EXERCISE REQUIREMENTS =
Using the records below, write out again exactly the lines that begin at the line containing "Target: wooden beam" and end at the line containing "Target: brown and white goat", and no other lines.

MATERIAL SUPPLIED =
┌────────

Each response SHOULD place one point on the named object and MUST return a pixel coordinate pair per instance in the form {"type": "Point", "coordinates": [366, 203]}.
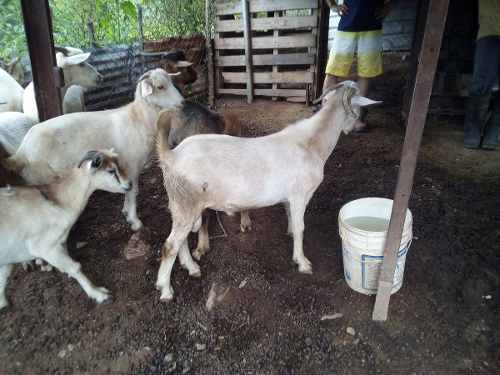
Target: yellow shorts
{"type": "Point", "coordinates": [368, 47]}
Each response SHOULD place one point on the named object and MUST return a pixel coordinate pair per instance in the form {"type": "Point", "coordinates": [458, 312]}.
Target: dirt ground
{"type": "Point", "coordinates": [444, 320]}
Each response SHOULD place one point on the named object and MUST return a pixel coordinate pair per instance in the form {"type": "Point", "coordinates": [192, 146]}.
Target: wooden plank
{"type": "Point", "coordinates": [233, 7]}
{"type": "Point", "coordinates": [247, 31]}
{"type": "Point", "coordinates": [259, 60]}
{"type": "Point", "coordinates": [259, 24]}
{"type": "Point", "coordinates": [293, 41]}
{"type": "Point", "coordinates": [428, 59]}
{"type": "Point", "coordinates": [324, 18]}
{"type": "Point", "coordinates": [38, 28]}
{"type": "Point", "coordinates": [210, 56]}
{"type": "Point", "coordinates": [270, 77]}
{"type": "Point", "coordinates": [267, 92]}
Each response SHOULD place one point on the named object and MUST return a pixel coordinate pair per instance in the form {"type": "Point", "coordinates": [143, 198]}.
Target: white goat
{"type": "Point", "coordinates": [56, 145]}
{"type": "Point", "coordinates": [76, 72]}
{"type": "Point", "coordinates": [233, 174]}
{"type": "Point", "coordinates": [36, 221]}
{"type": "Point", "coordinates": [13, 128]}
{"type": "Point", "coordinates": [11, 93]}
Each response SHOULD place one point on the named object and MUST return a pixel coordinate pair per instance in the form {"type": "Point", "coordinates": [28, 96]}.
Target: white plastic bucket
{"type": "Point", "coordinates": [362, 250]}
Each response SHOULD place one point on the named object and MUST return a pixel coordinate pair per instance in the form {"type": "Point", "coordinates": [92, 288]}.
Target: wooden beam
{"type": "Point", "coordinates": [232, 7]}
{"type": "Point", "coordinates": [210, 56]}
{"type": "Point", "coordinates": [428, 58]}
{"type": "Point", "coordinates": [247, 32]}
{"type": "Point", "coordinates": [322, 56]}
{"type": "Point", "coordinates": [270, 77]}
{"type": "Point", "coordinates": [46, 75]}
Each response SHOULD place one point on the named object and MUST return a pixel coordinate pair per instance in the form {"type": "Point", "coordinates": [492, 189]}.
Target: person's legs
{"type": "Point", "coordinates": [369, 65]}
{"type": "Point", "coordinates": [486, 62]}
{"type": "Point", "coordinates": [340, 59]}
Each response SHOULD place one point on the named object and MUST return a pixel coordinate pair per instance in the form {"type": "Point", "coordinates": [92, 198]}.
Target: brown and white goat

└────────
┌────────

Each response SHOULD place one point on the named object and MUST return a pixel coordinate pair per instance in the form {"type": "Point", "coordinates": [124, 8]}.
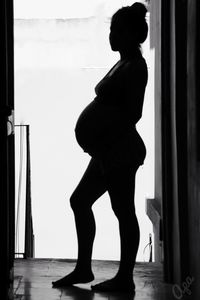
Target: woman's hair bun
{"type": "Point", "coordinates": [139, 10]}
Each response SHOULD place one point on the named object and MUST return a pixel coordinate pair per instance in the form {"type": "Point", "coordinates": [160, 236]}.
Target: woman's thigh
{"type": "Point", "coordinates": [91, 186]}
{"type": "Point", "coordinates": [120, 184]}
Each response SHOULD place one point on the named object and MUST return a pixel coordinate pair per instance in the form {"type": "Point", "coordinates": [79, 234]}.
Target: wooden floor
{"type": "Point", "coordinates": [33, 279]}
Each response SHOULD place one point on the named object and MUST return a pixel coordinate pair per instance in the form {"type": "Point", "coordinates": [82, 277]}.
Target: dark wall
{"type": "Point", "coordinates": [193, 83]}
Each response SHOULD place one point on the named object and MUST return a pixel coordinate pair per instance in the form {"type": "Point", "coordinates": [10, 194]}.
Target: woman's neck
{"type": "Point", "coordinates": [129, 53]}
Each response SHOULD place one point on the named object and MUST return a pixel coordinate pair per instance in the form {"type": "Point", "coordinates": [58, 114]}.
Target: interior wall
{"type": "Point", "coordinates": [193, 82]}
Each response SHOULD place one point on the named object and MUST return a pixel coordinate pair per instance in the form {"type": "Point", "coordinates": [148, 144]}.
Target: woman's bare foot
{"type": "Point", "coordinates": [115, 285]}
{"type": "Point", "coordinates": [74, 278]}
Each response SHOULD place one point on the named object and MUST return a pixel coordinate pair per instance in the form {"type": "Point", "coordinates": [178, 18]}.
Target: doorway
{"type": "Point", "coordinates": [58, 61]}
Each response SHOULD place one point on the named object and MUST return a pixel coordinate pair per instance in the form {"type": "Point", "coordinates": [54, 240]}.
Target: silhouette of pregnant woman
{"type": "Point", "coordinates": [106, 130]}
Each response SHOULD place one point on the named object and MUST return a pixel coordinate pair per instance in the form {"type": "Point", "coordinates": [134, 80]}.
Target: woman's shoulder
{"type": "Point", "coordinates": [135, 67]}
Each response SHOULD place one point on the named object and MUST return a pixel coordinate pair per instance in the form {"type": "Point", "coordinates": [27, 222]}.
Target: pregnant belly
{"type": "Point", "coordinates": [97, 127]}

└────────
┌────────

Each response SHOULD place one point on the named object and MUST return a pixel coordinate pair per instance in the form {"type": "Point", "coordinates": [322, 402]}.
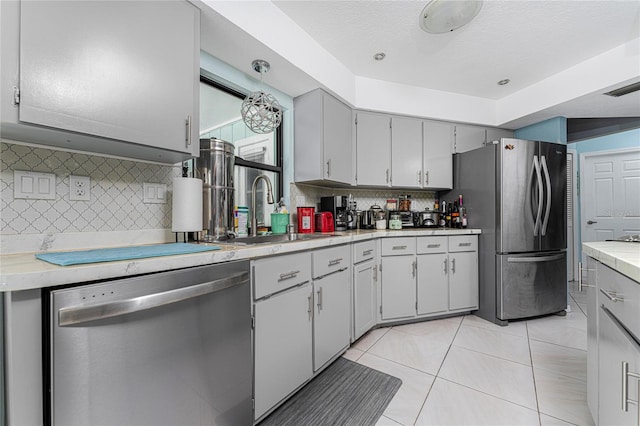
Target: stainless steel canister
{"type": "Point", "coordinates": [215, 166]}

└────────

OUTPUT BELOW =
Target: wooden beam
{"type": "Point", "coordinates": [232, 7]}
{"type": "Point", "coordinates": [210, 56]}
{"type": "Point", "coordinates": [428, 58]}
{"type": "Point", "coordinates": [247, 32]}
{"type": "Point", "coordinates": [322, 56]}
{"type": "Point", "coordinates": [270, 77]}
{"type": "Point", "coordinates": [46, 75]}
Each response SHOULD place one point on the named object and MUST return a pixel coordinate pair per instance in the form {"type": "Point", "coordinates": [492, 189]}.
Target: person's legs
{"type": "Point", "coordinates": [369, 65]}
{"type": "Point", "coordinates": [486, 62]}
{"type": "Point", "coordinates": [340, 59]}
Each response SHOULD place one point on the named object and MUST return a pixel coordinate pair per instance in the form {"type": "Point", "coordinates": [92, 198]}.
Target: brown and white goat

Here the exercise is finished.